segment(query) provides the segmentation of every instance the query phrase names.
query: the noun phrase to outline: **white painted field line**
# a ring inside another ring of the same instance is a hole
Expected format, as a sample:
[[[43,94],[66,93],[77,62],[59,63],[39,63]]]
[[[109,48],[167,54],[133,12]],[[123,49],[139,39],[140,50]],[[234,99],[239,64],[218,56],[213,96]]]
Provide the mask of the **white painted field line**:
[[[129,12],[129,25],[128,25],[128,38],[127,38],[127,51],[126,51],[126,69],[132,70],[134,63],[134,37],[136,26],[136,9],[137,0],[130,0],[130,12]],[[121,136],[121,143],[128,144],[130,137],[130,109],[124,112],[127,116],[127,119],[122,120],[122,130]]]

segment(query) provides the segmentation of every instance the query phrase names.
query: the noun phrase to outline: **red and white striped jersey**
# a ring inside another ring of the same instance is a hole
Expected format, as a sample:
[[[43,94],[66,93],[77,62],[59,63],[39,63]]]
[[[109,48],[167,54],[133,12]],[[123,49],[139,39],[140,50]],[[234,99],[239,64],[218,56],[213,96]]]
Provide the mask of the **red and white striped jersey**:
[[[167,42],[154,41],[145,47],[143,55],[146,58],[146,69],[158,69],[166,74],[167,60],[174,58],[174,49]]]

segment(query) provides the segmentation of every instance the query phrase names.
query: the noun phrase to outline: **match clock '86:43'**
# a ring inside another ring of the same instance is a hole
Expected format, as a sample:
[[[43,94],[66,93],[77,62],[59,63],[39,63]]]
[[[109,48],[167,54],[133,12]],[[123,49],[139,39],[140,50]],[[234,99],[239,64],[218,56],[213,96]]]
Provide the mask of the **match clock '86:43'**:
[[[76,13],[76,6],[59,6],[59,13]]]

******************************

WORK TO DO
Return all of the lines above, repeated exactly with nothing changed.

THE SOLUTION
segment(query) provides the segmentation of every instance the query phrase names.
query: the noun phrase to outline: **white painted field line**
# a ring inside another ring of the same instance is a hole
Expected format, as a sample:
[[[43,94],[66,93],[77,62],[59,63],[39,63]]]
[[[109,48],[167,54],[133,12]],[[123,49],[139,39],[140,50]],[[234,99],[239,64],[218,56],[213,96]]]
Provide the mask of the **white painted field line**:
[[[129,12],[129,25],[128,25],[128,38],[127,38],[127,51],[126,51],[126,69],[132,70],[134,63],[134,37],[136,26],[136,9],[137,0],[130,0],[130,12]],[[121,136],[121,143],[128,144],[130,137],[130,109],[124,112],[127,116],[127,119],[122,120],[122,130]]]

segment(query) provides the segmentation of every instance the query phrase names.
query: the noun phrase to outline: **red and white striped jersey**
# a ring inside another ring of the same instance is a hole
Expected format, as a sample:
[[[43,94],[66,93],[77,62],[59,63],[39,63]]]
[[[109,48],[167,54],[133,12]],[[123,49],[139,39],[140,50]],[[234,99],[239,64],[218,56],[213,96]]]
Provide the mask of the **red and white striped jersey**:
[[[167,42],[154,41],[145,47],[143,55],[146,58],[146,69],[158,69],[166,74],[167,60],[174,58],[174,49]]]

segment(query) provides the segmentation of every instance the query phrase names.
query: the noun phrase to outline: **match clock '86:43'**
# a ring inside another ring of the same instance is a hole
Expected format, as a sample:
[[[43,94],[66,93],[77,62],[59,63],[39,63]]]
[[[109,48],[167,54],[133,12]],[[123,49],[139,39],[140,50]],[[234,99],[239,64],[218,56],[213,96]]]
Provide the mask of the **match clock '86:43'**:
[[[76,13],[76,6],[59,6],[59,13]]]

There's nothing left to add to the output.